**REQUIRED ACTION**. Copy everything from "While tests of" down to "had been absent." in the crow consciousness passage below, word for word.

**EXCERPT TO READ**.
==================================================
While tests of higher-order consciousness in animals remain elusive, Nieder and colleagues demonstrated that corvids may indeed possess sensory consciousness. Two carrion crows were trained on a task where for half of the training trials a visual stimulus was presented on a touchscreen, while for the other half of trials the stimulus was absent. Following a short delay, they received a cue telling them how to respond: a red cue told them to peck the screen if the visual stimulus had been presented, while a blue cue told them to peck the screen if the visual stimulus had been absent.

Of particular interest were trials in which the visual stimulus was presented but very faint, such that sometimes the birds correctly reported the stimulus as being present while other times they erroneously reported it as being absent. As a result, the animal’s subjective experience of these trials could vary even as the sensory information provided remain the same. As the birds performed this task researchers recorded from neurons within the nidopallium caudolaterale, a brain region linked to high-level cognition in birds. They found that during the delay between the stimulus presentation and response cue, cell activity tracked the animal’s perceived experience rather than the sensory information that had been presented. In other words, the patterns of cell activity during trials when the stimulus was actually absent resembled those of trials when the bird incorrectly perceived the faint stimulus as absent. Cell activity patterns were also similar between trials when the bird correctly reported the stimulus as present and “false positive” trials when the bird reported that the stimulus was there when it in fact was not. These findings suggest that crows have internal subjective experiences of events that are not just reflections of the environmental stimuli they receive.    

Are crows the “smartest” birds?
==================================================
**MATERIAL PROVIDED**.
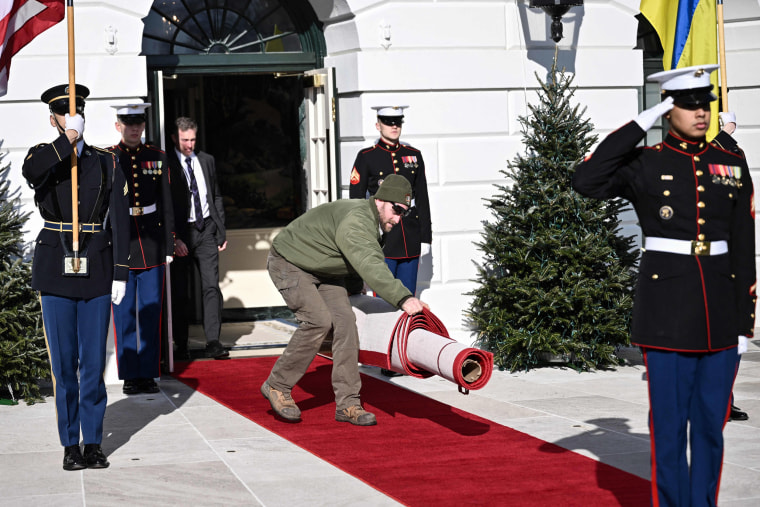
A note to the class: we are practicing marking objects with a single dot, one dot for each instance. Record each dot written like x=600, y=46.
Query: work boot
x=282, y=403
x=131, y=386
x=355, y=414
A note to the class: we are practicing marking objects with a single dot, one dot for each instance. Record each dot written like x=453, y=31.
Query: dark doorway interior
x=251, y=124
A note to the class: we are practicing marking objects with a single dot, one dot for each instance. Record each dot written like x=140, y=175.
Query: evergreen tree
x=557, y=278
x=23, y=356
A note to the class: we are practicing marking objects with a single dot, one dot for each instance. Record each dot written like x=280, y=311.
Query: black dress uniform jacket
x=47, y=168
x=372, y=165
x=181, y=196
x=146, y=170
x=692, y=191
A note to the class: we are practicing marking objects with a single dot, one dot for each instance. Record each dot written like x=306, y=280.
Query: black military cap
x=57, y=98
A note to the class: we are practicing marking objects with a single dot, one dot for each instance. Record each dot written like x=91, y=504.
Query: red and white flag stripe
x=20, y=22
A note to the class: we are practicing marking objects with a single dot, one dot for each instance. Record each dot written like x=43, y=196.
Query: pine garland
x=557, y=278
x=23, y=355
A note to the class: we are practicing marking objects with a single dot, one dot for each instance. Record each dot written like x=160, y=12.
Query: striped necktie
x=196, y=195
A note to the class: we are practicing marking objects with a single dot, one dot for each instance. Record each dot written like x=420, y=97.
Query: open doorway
x=253, y=126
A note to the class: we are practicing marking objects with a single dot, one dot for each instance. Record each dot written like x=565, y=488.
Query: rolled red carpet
x=417, y=345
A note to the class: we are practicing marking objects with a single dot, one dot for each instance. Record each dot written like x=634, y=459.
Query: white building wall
x=465, y=67
x=467, y=70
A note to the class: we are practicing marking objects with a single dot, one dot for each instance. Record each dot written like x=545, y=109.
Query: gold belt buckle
x=700, y=248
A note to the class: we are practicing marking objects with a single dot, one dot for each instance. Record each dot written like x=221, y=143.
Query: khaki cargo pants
x=320, y=305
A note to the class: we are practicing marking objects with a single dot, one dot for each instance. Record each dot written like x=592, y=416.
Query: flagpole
x=72, y=112
x=722, y=57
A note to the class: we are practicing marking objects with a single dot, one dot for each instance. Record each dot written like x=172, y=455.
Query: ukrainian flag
x=688, y=31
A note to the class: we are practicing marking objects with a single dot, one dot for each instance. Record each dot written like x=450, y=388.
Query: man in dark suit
x=200, y=236
x=75, y=296
x=138, y=339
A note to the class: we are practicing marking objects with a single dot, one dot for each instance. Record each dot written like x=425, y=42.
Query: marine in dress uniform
x=146, y=169
x=404, y=244
x=76, y=303
x=696, y=289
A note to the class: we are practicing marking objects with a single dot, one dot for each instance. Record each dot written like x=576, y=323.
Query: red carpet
x=421, y=452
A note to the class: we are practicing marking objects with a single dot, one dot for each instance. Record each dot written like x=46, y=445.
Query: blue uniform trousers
x=691, y=388
x=76, y=331
x=406, y=271
x=142, y=304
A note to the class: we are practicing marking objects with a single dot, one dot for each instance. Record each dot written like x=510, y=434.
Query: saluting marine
x=404, y=244
x=76, y=303
x=696, y=289
x=146, y=170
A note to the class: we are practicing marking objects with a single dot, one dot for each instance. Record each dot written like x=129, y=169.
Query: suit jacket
x=181, y=196
x=683, y=190
x=146, y=171
x=371, y=167
x=47, y=169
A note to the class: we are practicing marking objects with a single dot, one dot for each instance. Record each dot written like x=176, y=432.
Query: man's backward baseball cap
x=395, y=188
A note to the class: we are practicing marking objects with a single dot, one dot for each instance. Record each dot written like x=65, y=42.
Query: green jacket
x=338, y=240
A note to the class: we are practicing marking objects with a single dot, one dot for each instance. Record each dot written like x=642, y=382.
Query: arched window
x=193, y=27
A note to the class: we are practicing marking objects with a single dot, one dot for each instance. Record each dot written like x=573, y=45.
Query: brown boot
x=282, y=403
x=355, y=414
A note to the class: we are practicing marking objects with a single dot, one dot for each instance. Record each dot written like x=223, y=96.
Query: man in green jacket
x=309, y=263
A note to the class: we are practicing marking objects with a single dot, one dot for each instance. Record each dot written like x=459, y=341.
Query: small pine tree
x=23, y=356
x=557, y=278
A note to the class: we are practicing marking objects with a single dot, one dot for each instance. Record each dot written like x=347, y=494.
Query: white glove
x=743, y=342
x=118, y=290
x=75, y=122
x=649, y=117
x=726, y=119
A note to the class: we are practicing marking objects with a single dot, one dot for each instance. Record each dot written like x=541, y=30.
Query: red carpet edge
x=422, y=452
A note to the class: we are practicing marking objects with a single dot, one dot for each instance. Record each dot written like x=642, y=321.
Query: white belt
x=142, y=210
x=685, y=247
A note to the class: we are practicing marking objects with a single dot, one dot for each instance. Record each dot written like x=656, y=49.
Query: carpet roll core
x=417, y=345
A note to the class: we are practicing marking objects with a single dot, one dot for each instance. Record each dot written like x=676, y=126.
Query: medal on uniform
x=68, y=265
x=666, y=212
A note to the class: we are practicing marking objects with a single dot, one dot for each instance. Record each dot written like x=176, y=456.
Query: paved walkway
x=179, y=448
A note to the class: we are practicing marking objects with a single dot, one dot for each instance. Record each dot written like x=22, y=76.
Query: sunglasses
x=398, y=210
x=391, y=121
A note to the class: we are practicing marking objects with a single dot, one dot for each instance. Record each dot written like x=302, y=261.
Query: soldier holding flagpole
x=77, y=285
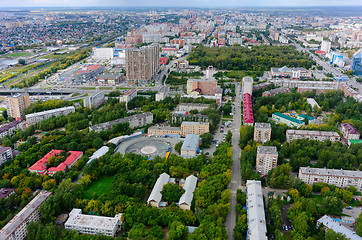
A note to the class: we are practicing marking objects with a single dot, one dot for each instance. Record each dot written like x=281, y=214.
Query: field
x=99, y=187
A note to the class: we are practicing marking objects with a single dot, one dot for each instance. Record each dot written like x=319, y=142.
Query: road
x=235, y=183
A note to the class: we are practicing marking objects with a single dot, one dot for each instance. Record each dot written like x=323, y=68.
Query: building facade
x=312, y=135
x=266, y=159
x=16, y=105
x=92, y=224
x=262, y=132
x=39, y=116
x=337, y=177
x=15, y=229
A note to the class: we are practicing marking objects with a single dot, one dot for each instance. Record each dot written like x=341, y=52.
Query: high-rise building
x=266, y=159
x=16, y=105
x=142, y=63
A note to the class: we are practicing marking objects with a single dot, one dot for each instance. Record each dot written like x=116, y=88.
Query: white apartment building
x=91, y=224
x=337, y=177
x=39, y=116
x=312, y=135
x=16, y=228
x=266, y=159
x=255, y=210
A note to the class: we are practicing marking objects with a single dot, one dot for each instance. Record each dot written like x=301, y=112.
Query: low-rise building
x=289, y=121
x=155, y=197
x=266, y=159
x=190, y=145
x=39, y=116
x=137, y=120
x=15, y=229
x=337, y=177
x=262, y=132
x=94, y=100
x=92, y=224
x=312, y=135
x=40, y=167
x=255, y=211
x=6, y=154
x=189, y=187
x=329, y=223
x=349, y=132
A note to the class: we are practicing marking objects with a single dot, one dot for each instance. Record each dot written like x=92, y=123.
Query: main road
x=235, y=183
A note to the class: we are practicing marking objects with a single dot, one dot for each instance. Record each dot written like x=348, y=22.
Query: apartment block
x=39, y=116
x=337, y=177
x=92, y=224
x=142, y=63
x=262, y=132
x=312, y=135
x=15, y=229
x=94, y=100
x=16, y=105
x=266, y=159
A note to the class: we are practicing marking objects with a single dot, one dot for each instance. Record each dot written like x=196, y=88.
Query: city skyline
x=173, y=3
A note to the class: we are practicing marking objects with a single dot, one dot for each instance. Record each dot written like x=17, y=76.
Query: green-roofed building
x=289, y=121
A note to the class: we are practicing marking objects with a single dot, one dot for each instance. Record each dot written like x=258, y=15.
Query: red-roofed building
x=248, y=117
x=40, y=167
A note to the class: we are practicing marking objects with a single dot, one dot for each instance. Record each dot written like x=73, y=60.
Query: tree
x=172, y=192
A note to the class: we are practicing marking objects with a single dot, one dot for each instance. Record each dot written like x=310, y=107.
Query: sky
x=177, y=3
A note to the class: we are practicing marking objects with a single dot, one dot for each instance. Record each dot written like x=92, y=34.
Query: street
x=235, y=183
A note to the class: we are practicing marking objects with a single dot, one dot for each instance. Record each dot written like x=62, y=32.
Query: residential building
x=190, y=145
x=186, y=198
x=40, y=167
x=94, y=100
x=288, y=120
x=255, y=211
x=6, y=154
x=247, y=85
x=155, y=197
x=194, y=128
x=330, y=223
x=88, y=72
x=137, y=120
x=266, y=159
x=16, y=104
x=248, y=117
x=39, y=116
x=337, y=177
x=93, y=224
x=201, y=87
x=312, y=135
x=262, y=132
x=128, y=96
x=276, y=91
x=15, y=229
x=349, y=132
x=10, y=128
x=142, y=63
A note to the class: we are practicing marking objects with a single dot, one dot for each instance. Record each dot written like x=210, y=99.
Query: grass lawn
x=99, y=187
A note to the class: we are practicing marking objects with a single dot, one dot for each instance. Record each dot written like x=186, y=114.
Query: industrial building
x=289, y=121
x=190, y=145
x=92, y=224
x=137, y=120
x=255, y=211
x=337, y=177
x=39, y=116
x=266, y=159
x=16, y=105
x=15, y=229
x=262, y=132
x=94, y=100
x=312, y=135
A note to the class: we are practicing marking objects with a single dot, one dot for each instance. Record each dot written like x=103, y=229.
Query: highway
x=235, y=183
==================================================
**WRITTEN RESPONSE**.
While tests of higher-order consciousness in animals remain elusive, Nieder and colleagues demonstrated that corvids may indeed possess sensory consciousness. Two carrion crows were trained on a task where for half of the training trials a visual stimulus was presented on a touchscreen, while for the other half of trials the stimulus was absent. Following a short delay, they received a cue telling them how to respond: a red cue told them to peck the screen if the visual stimulus had been presented, while a blue cue told them to peck the screen if the visual stimulus had been absent.